(Point annotation entries)
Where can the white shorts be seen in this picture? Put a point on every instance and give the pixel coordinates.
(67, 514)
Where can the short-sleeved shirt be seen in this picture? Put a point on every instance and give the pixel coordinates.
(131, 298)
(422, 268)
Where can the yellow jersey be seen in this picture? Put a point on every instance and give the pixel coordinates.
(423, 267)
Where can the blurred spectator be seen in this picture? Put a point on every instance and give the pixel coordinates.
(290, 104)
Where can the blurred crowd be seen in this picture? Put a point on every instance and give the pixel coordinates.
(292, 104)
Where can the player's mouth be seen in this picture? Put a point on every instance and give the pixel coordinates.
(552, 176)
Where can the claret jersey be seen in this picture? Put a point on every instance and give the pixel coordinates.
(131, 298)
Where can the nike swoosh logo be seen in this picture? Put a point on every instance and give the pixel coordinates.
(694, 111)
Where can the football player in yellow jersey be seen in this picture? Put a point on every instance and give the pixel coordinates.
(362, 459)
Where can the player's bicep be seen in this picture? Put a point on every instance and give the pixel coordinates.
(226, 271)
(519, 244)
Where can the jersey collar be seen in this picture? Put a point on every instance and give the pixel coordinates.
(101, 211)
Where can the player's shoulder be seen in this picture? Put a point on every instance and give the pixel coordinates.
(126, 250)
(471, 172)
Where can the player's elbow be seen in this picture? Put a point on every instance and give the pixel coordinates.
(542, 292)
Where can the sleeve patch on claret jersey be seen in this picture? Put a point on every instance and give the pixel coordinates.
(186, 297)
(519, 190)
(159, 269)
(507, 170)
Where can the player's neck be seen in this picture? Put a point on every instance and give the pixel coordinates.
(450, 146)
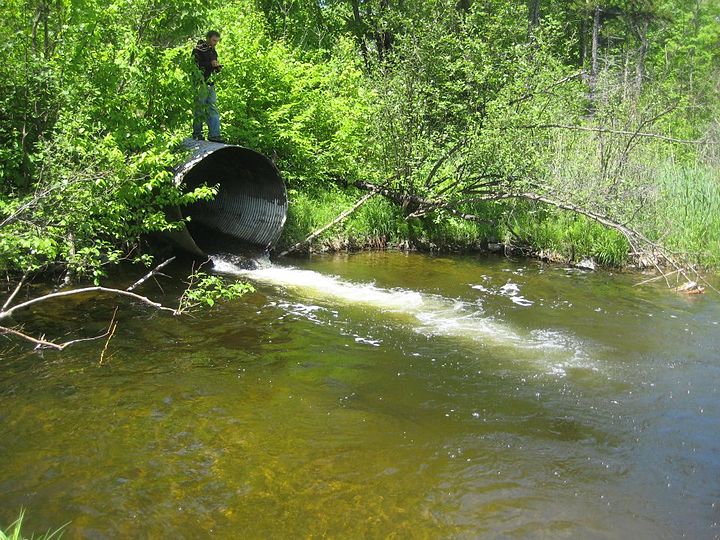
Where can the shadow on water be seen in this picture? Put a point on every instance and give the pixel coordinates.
(378, 395)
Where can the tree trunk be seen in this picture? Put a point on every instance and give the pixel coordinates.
(582, 42)
(642, 54)
(595, 60)
(359, 31)
(533, 17)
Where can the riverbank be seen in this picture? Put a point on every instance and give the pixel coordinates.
(375, 395)
(685, 218)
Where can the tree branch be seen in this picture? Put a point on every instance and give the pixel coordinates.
(322, 229)
(150, 274)
(612, 132)
(8, 312)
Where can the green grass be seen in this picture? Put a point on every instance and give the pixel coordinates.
(688, 212)
(377, 224)
(564, 235)
(14, 531)
(683, 214)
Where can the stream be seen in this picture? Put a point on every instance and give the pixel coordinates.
(374, 395)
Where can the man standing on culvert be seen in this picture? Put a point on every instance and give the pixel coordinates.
(205, 108)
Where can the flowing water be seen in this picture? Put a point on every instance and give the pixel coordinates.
(375, 395)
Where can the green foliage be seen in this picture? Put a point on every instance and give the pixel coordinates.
(438, 100)
(564, 236)
(205, 290)
(14, 531)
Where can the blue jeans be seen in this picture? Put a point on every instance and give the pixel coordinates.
(205, 110)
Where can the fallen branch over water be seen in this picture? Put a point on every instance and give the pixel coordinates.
(647, 252)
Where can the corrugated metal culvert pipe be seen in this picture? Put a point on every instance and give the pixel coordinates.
(249, 209)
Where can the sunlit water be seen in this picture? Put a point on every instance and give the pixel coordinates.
(375, 395)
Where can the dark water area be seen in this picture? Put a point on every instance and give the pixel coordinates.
(375, 395)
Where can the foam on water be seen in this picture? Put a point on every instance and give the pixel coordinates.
(430, 315)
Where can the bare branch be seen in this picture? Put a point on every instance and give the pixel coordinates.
(150, 274)
(612, 132)
(14, 293)
(47, 344)
(322, 229)
(110, 333)
(7, 313)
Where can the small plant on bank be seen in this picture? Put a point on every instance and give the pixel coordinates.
(206, 290)
(14, 531)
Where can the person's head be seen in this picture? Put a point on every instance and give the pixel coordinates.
(212, 37)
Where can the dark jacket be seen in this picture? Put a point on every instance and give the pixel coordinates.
(204, 54)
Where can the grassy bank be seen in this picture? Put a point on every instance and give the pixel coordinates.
(683, 213)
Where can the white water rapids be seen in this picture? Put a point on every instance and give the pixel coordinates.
(431, 315)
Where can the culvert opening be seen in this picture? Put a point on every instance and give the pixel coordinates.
(249, 210)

### What needs to be done
Convert all of the items above into a two-column CSV with the headers "prompt" and "points", giving one row per item: the item's text in the first quoted field and its answer in the second, with any line breaks replaced by spaces. Do not include the pictures in your answer.

### Response to the task
prompt,points
"Where can the white shorts be seen in this picture? Put a point on every instance and give the pixel coordinates.","(67, 514)"
"Where can the short-sleeved shirt be seen in this picture? Put a point on every instance and give the pixel coordinates.","(131, 298) (422, 268)"
"Where can the yellow jersey be seen in this picture? Put a point on every instance and give the pixel coordinates.","(423, 267)"
"Where can the blurred spectator be seen in this picture? Put a point on every instance and give the pixel coordinates.","(290, 104)"
"Where can the blurred crowd be seen in this picture? Put a point on every instance and give the pixel coordinates.","(292, 104)"
"Where can the player's mouth be seen in this picture? Put a point on every instance and give the pixel coordinates.","(552, 176)"
"Where can the claret jersey be seen in this picture? Put a point on every instance and give the pixel coordinates.","(131, 298)"
"Where can the nike swoosh logo be seen in this picture? Put a point on every instance and give the pixel coordinates.","(694, 111)"
"Where can the football player in yellow jersey be seen in this picture? Put a point on every instance and give the pixel coordinates.","(362, 459)"
"Where can the player's bicep be seen in this picture? Put a point on every instance and give the pixel coordinates.","(226, 271) (519, 244)"
"Where can the jersey collar be seen in this picture? Put a point on every instance and give the pixel coordinates.","(101, 211)"
"Where can the player's shoulder be seen in this picture? Put a point on every instance and give the pixel coordinates.","(126, 250) (471, 172)"
"Where can the player's elbow be seen in this picture? Put a point on every instance and give the pixel coordinates.","(542, 292)"
"Where can the sleeve patch on claret jersey be seen in this picture? Put a point on every instance and give the pixel coordinates.","(186, 297) (519, 190) (159, 269) (507, 170)"
"Where can the player's neck be seen in this picture? Put a point on every instance and give the pixel coordinates.","(450, 146)"
"Where can the shadow on water be seen in this picture? Put a point on every instance and give the pixel coordinates.","(378, 395)"
"Where can the tree trunk be seen in this picture? Put a point on every instance and give the pixel coordinates.","(582, 42) (642, 54) (595, 60) (359, 31) (533, 17)"
"Where can the riverbank be seen in this picture? Put a point on every instance and give the pixel coordinates.","(375, 395) (685, 218)"
"Where can the tree branch be seen in this picture? Put a point on every instance and give the pixel coordinates.","(322, 229) (150, 274) (612, 132) (8, 312)"
"Where can the green grass be seen in this picture? Put a point on every instance and give the pixel coordinates.","(688, 212) (377, 224) (564, 235) (14, 531) (683, 214)"
"Where can the stream be seen in this picture? Put a point on every instance and give the pixel coordinates.","(374, 395)"
"Where can the man standing on culvert be seen in this picture? Put a point on every instance and give the pixel coordinates.","(205, 108)"
"Where can the flowing water be seen in this picture? Put a point on every instance and give the pixel coordinates.","(375, 395)"
"Where can the green foliage be seen in this picture? Put a point on every instance and give the pixel coordinates.","(438, 100) (564, 236) (205, 290) (14, 531)"
"Where can the blue jeans be seen in this picture? Put a point on every instance and give the pixel coordinates.","(205, 110)"
"Where can the fallen branch over water be seen in this picture? Put a point on every instance and give the pixel coordinates.","(647, 252)"
"Where can the corrugated metal culvert pipe be seen in this picture? Put a point on every instance and give the pixel coordinates.","(249, 209)"
"Where can the sunlit water be seen in this picture? Put a point on every instance and give the pixel coordinates.","(375, 395)"
"Where can the dark water area be seen in this picture? Put a point on every instance and give the pixel coordinates.","(375, 395)"
"Where can the foam on water be seen in this picture? Put a point on every instance and give the pixel coordinates.","(430, 315)"
"Where can the bare branch be seen in this picture? Put a point on every instance and give the pixel coordinates.","(150, 274) (612, 132) (14, 293) (47, 344) (322, 229) (110, 333) (7, 313)"
"Where can the small plant on bank be seen in this picture? Put a point on every instance and give the pixel coordinates.","(206, 290) (14, 531)"
"Where can the person's head be seen in this picture? Put a point on every instance and give the pixel coordinates.","(212, 37)"
"Where can the dark jacket be seen in this picture? Put a point on every instance and give the pixel coordinates.","(204, 54)"
"Where can the grassy bank be seen in this picture? Put a point on every instance and give the pixel coordinates.","(683, 213)"
"Where can the white water rapids be seen in this picture? Put a point on every instance and give the pixel coordinates.","(431, 315)"
"Where can the culvert opening be seen in this picture? Put a point on every instance and give the pixel coordinates.","(249, 210)"